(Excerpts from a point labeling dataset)
■ ■ ■
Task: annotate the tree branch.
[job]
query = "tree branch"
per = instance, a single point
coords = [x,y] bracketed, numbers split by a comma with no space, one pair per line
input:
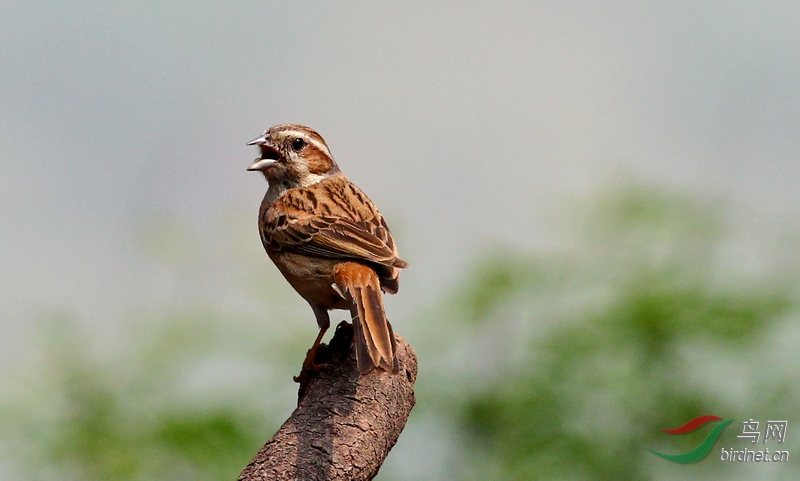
[345,424]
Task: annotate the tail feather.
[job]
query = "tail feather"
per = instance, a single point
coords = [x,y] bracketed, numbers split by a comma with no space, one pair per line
[374,339]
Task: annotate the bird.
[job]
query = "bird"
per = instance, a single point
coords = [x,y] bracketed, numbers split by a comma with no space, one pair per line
[328,240]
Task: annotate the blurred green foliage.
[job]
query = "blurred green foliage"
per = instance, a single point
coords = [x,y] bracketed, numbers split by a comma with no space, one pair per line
[616,324]
[562,365]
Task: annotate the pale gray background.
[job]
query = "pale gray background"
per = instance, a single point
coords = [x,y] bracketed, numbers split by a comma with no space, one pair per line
[469,125]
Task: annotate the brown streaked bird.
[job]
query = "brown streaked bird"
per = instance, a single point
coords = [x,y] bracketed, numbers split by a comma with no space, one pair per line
[328,240]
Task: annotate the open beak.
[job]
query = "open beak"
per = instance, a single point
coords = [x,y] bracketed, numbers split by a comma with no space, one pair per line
[269,155]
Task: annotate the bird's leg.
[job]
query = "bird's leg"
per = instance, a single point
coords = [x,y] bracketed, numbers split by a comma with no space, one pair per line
[324,322]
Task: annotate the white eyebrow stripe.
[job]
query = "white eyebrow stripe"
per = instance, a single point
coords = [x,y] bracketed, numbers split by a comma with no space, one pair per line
[321,146]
■ ■ ■
_Challenge_
Rewrite all of the records above with every "annotate" changed to "mark" and nothing else altered. Omit the pictures from your answer.

_Solution_
Task: mark the tree branch.
[job]
query = "tree branch"
per = instance, a single point
coords = [x,y] bracketed, numbers split by a comma with no space, one pair per line
input:
[345,424]
Task: mark the tail feather.
[job]
query = "tail feather"
per = instance, a single point
coords = [x,y] bracketed, numbers split by a comma with no space, one pair per line
[374,339]
Task: mark the bird.
[job]
query = "bird"
per = instance, a single point
coords = [x,y] bracketed, numbers split by a comma with no space, one pair per line
[328,240]
Task: mark the blurred green foliage.
[job]
query = "blurred green foliage"
per = instance, a single point
coords = [x,y] bracketed, numbers split by a comma with no space, one pair per line
[616,324]
[562,365]
Task: mark the pale gray background.
[job]
query = "pale gray background"
per = instance, a single point
coords = [x,y] bracketed, numbers split by a comma with no space, one pair per line
[469,125]
Task: mark the brown streaked bird.
[job]
query = "brown streaked bird"
per = instance, a single point
coords = [x,y] bracketed, numbers split by a comma with no space, one pair per line
[328,240]
Task: mark the open beak.
[job]
query = "open beak"
per = instance, a single point
coords = [x,y] bracketed, numbers split by a comma with no space, one pair per line
[269,155]
Task: mark the bird's leg.
[job]
query = "bird's leg"
per = instance, a single point
coords = [x,y] bracketed, numbers split by a comma with no space, one pair per line
[324,322]
Task: mark the white eyebrow stripe.
[job]
query = "white eyebrow stripe"
per = instance, a single point
coords = [x,y] bracketed, numbers split by a comma with no space, one pair per line
[321,146]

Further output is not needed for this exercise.